:: TEXT EXCERPT

- Flag Coat of arms Council logo
- Motto: Liberty
- Havering shown within Greater London
- Sovereign state: United Kingdom
- Constituent country: England
- Region: London
- Ceremonial county: Greater London
- Created: 1 April 1965
- Admin HQ: Romford

Government
- • Type: London borough council
- • Body: Havering London Borough Council
- • London Assembly: Keith Prince (Ref) AM for Havering and Redbridge
- • MPs: Andrew Rosindell (Ref) Julia Lopez (Con) Margaret Mullane (Lab)

Area
- • Total: 43.35 sq mi (112.27 km^{2})
- • Rank: 184th (of 296)

Population (2024)
- • Total: 276,274
- • Rank: 65th (of 296)
- • Density: 6,373.4/sq mi (2,460.8/km^{2})
- Time zone: UTC (GMT)
- • Summer (DST): UTC+1 (BST)
- Postcodes: RM
- Area codes: 01708, 020
- ISO 3166 code: GB-HAV
- ONS code: 00AR
- GSS code: E09000016
- Police: Metropolitan Police
- Website: www.havering.gov.uk

= London Borough of Havering =

The London Borough of Havering (/ˈheɪvərɪŋ/) in East London, England, forms part of Outer London. It has a population of 259,552 inhabitants; the principal town is Romford, while other communities include Hornchurch, Upminster, Collier Row and Rainham. The borough is mainly suburban, with large areas of protected open space, including parts of the Metropolitan Green Belt. Romford is a major retail and night time entertainment centre, and to the south the borough extends into the London Riverside redevelopment area of the Thames Gateway. The name Havering is a reference to the Royal Liberty of Havering which occupied the area for several centuries. The local authority is Havering London Borough Council. It is the easternmost London borough.

The neighbouring districts (clockwise from south) are the London boroughs of Bexley (across the River Thames), Barking and Dagenham and Redbridge, the Essex districts of Epping Forest and Brentwood, and the unitary authority of Thurrock, also in Essex.

==History==
===Early history===

Modern settlement originated in Anglo-Saxon times when it consisted of Havering Palace and the surrounding lands that belonged to the king. The palace itself is known to have existed since at least the reign of Edward the Confessor when it was one of his primary residences. The area formed a liberty from 1465 which included the parishes of Havering-atte-Bower, Hornchurch and Romford.

::::

### PROBLEM TO SOLVE
Rewrite the Havering text starting at "- • Rank: 184th" and ending at "(DST): UTC+1 (BST)", swapping "Rank" for "Position".

:: RECORDED INFORMATION

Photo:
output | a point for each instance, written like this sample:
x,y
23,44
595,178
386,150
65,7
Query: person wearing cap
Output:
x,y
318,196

::::

### SOLUTION TO THIS PROBLEM
- • Position: 184th (of 296)

Population (2024)
- • Total: 276,274
- • Position: 65th (of 296)
- • Density: 6,373.4/sq mi (2,460.8/km^{2})
- Time zone: UTC (GMT)
- • Summer (DST): UTC+1 (BST)